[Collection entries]
╔══
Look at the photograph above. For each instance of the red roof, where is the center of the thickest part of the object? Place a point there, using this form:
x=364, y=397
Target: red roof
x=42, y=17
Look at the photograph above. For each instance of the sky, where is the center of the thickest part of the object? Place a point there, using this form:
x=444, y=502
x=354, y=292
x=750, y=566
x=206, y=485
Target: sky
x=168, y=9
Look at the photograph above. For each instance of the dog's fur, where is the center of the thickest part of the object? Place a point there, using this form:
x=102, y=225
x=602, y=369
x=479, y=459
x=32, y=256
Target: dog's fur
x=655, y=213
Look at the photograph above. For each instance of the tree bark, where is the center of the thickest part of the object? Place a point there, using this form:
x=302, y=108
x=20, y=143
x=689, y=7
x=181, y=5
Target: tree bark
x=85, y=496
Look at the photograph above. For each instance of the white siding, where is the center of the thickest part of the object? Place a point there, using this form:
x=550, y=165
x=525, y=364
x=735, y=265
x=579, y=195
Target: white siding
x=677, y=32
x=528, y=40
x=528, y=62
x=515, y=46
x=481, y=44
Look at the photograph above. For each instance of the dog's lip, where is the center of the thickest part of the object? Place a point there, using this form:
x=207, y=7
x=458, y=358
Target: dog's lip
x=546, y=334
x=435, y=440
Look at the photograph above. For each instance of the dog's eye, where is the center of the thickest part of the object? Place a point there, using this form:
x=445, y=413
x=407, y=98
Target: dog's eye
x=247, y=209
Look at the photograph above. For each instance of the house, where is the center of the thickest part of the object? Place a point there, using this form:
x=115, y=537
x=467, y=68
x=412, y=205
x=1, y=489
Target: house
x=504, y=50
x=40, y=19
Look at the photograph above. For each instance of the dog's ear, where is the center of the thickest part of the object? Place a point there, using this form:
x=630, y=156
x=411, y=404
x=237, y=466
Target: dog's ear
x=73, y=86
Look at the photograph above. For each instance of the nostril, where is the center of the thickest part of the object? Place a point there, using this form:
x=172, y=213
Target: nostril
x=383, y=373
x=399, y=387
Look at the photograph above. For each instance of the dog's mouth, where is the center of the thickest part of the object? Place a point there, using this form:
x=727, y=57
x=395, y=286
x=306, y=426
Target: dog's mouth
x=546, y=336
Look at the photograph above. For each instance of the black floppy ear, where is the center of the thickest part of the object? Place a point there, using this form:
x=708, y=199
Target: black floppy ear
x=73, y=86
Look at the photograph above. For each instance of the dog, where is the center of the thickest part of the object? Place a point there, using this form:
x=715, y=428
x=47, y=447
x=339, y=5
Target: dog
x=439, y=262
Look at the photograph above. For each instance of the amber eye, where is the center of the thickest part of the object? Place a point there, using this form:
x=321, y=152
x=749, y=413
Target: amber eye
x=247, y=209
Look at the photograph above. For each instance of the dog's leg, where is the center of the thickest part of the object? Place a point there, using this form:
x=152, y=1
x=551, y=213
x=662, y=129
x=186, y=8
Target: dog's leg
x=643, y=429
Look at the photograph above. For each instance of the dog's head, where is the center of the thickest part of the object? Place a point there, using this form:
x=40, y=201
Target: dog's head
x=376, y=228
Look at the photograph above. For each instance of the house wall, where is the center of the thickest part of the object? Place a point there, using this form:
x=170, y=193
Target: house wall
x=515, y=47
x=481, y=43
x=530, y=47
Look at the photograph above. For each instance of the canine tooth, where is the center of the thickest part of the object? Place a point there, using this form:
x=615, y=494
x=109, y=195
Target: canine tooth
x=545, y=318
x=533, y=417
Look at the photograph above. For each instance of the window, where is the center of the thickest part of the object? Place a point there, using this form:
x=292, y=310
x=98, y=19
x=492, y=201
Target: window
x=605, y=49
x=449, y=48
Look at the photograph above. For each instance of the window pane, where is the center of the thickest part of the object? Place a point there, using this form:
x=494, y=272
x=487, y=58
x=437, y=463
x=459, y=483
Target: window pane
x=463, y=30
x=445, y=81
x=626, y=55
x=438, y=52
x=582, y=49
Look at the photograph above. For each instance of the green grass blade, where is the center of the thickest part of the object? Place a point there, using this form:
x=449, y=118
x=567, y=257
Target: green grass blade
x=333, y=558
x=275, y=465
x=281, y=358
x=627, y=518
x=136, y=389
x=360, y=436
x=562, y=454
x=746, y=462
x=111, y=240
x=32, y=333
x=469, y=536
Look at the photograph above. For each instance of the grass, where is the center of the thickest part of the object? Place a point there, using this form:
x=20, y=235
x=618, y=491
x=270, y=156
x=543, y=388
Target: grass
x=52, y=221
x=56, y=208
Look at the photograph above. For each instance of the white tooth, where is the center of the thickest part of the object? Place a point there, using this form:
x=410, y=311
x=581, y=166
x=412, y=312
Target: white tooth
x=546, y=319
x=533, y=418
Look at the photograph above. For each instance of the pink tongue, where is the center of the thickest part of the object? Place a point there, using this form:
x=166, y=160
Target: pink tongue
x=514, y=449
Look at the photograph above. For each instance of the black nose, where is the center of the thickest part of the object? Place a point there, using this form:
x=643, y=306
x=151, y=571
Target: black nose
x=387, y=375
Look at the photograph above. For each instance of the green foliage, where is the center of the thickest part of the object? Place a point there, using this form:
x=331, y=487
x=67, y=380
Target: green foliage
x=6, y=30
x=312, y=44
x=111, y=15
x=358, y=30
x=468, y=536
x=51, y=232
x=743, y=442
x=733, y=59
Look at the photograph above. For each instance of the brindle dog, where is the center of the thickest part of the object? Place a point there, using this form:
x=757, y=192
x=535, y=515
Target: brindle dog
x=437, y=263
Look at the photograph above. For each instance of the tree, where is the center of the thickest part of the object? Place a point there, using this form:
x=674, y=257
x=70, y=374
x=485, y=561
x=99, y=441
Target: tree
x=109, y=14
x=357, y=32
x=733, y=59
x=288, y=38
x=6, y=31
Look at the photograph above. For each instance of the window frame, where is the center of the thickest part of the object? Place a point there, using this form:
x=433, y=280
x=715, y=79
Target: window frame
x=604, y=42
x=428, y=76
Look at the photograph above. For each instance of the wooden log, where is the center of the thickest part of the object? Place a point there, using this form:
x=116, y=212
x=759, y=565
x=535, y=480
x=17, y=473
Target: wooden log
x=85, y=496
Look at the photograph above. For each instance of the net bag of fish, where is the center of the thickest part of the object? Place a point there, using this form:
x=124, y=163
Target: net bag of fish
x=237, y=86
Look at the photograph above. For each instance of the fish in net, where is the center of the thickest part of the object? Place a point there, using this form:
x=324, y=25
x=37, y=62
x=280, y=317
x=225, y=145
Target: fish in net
╚══
* _Task statement_: Output each entry exactly as written, leaving none out.

* _Answer_:
Look at the photograph above. For each instance of the red roof, where is the center of the thickest part of the object? Place a point there, using this form:
x=364, y=397
Target: red roof
x=42, y=17
Look at the photograph above. For each instance of the sky, where is the center of the thickest part of the object? Place a point there, using this form:
x=444, y=502
x=354, y=292
x=750, y=566
x=206, y=485
Target: sky
x=168, y=9
Look at the photograph above. For each instance of the dog's fur, where is the center of the thickest part of the object? Place a point there, using this form:
x=102, y=225
x=602, y=369
x=479, y=459
x=32, y=256
Target: dog's fur
x=655, y=213
Look at the photograph above. For each instance of the tree bark, where is the center of the thickest part of the object? Place a point there, using this form:
x=302, y=108
x=20, y=143
x=689, y=7
x=181, y=5
Target: tree bark
x=85, y=496
Look at the photograph above. For each instance of the white siding, where is the center of the thickest part of the object? Place a point there, using this form:
x=550, y=165
x=525, y=364
x=735, y=265
x=579, y=195
Target: white siding
x=677, y=32
x=528, y=40
x=528, y=62
x=515, y=46
x=481, y=44
Look at the photograph above. For each instance of the dog's lip, where is the center of the thickest part of the object? Place a point there, using this form:
x=207, y=7
x=458, y=358
Target: dog's lip
x=546, y=334
x=435, y=440
Look at the photograph above. For each instance of the dog's eye, where is the center of the thickest part of the object? Place a point there, using this form:
x=445, y=413
x=407, y=98
Target: dog's eye
x=247, y=209
Look at the photograph above. For each instance of the house, where is the center of the thickest part of the object? Place a point there, using this form:
x=115, y=537
x=467, y=68
x=412, y=205
x=1, y=489
Target: house
x=504, y=50
x=40, y=19
Look at the photograph above. For each instance of the dog's ear, where is the center of the thickest part of the object? Place a point there, using this form:
x=630, y=156
x=411, y=404
x=237, y=466
Target: dog's ear
x=73, y=86
Look at the photograph above. For each instance of the nostril, where is the center of the thickest part of the object? Place a point there, using this form:
x=172, y=213
Target: nostril
x=383, y=373
x=399, y=387
Look at the photograph above. For each instance of the dog's mouth, where is the center of the thickest part of the object? Place a point there, using this form:
x=727, y=57
x=395, y=286
x=306, y=426
Target: dog's mouth
x=546, y=336
Look at the photograph above. For each instance of the black floppy ear, where is the center of the thickest part of the object? Place a point there, using this form:
x=708, y=199
Target: black floppy ear
x=73, y=86
Look at the photograph above. For each instance of the dog, where is the center of the thickest part of the object? Place a point there, using this form:
x=715, y=428
x=47, y=447
x=339, y=5
Target: dog
x=439, y=262
Look at the photograph above. For each instance of the amber eye, where is the center of the thickest part of the object? Place a point there, using this form:
x=321, y=152
x=749, y=413
Target: amber eye
x=247, y=209
Look at the photograph above. For each instance of the dog's leg, where is the center of the thickest part of the object? Place a point there, using this form:
x=152, y=1
x=551, y=213
x=662, y=129
x=186, y=8
Target: dog's leg
x=643, y=429
Look at the photograph above. For each instance of the dog's head, where is the center of the thickest part of the object? Place a point there, using this form:
x=40, y=201
Target: dog's head
x=376, y=228
Look at the photograph above. For each instance of the house wall, where is the center of the thickest part of the object? Place a point there, using this form:
x=170, y=193
Target: house wall
x=515, y=47
x=481, y=43
x=530, y=47
Look at the photograph above. For each instance of the canine tooth, where is the center of the thickest part of the object? Place a point there, using this form:
x=615, y=494
x=109, y=195
Target: canine tooth
x=545, y=318
x=533, y=417
Look at the photograph above. For each instance of the window, where is the center of the thickest part of the object? Place a point there, using this form:
x=292, y=310
x=98, y=19
x=492, y=201
Target: window
x=605, y=49
x=449, y=48
Look at the photograph above. For each instance of the window pane, where is the center of the thickest part of the object? Place a point there, using this form:
x=494, y=272
x=487, y=58
x=437, y=463
x=459, y=483
Target: window pane
x=463, y=30
x=445, y=81
x=626, y=55
x=438, y=52
x=582, y=49
Look at the photograph above. For each instance of the green grass blade, where is the center of the thickest part of the object? Place a point there, using this form:
x=449, y=118
x=567, y=257
Target: green grass blade
x=333, y=558
x=275, y=465
x=281, y=358
x=627, y=518
x=136, y=389
x=360, y=436
x=562, y=454
x=746, y=462
x=111, y=240
x=32, y=333
x=469, y=536
Look at the photograph above. For each instance of the grass, where is the center of the thickest part of the object? Place a point there, using this form:
x=20, y=235
x=618, y=491
x=270, y=156
x=543, y=388
Target: grass
x=52, y=221
x=56, y=208
Look at the photograph above. For each instance of the white tooth, where is the center of the thickest part of the object? Place a point there, using this form:
x=410, y=311
x=581, y=166
x=412, y=312
Target: white tooth
x=546, y=319
x=533, y=418
Look at the photograph above. For each instance of the pink tongue, where is the center of the thickest part of the object? Place a point there, using this form:
x=166, y=160
Target: pink tongue
x=514, y=449
Look at the photograph above. For each instance of the black nose, where is the center of the thickest part of the object? Place a point there, using this form:
x=643, y=306
x=151, y=571
Target: black nose
x=387, y=375
Look at the photograph above. For each instance of the green foliage, where is the center of the thickest part of the object? Place a point there, using this form:
x=331, y=487
x=67, y=380
Target: green foliage
x=6, y=30
x=312, y=44
x=111, y=15
x=358, y=30
x=468, y=536
x=51, y=232
x=743, y=442
x=733, y=59
Look at the photograph above. For each instance of the brindle dog, where is the center of the thickest part of the object? Place a point there, using this form:
x=757, y=192
x=535, y=515
Target: brindle dog
x=437, y=263
Look at the photograph above. For each instance of the tree, where is the center of the thickest part of the object? Place a point there, using this form:
x=674, y=257
x=70, y=374
x=485, y=561
x=99, y=441
Target: tree
x=109, y=14
x=357, y=32
x=733, y=59
x=288, y=38
x=6, y=31
Look at the photograph above. For each instance of the window frame, where is the center of the thickest part of the object? Place a point there, using this form:
x=433, y=280
x=715, y=79
Target: window frame
x=604, y=42
x=428, y=76
Look at the photograph above. For each instance of the wooden log, where is the center of the thickest part of the object? Place a point there, using this form:
x=116, y=212
x=759, y=565
x=535, y=480
x=17, y=473
Target: wooden log
x=85, y=496
Look at the photograph above. For each instance of the net bag of fish, where is the center of the thickest part of the object? Place a point there, using this form:
x=124, y=163
Target: net bag of fish
x=237, y=86
Look at the photograph above. For each instance of the fish in net, where is the center of the thickest part of the object? Place a point there, using this form:
x=324, y=25
x=37, y=62
x=280, y=317
x=225, y=145
Target: fish in net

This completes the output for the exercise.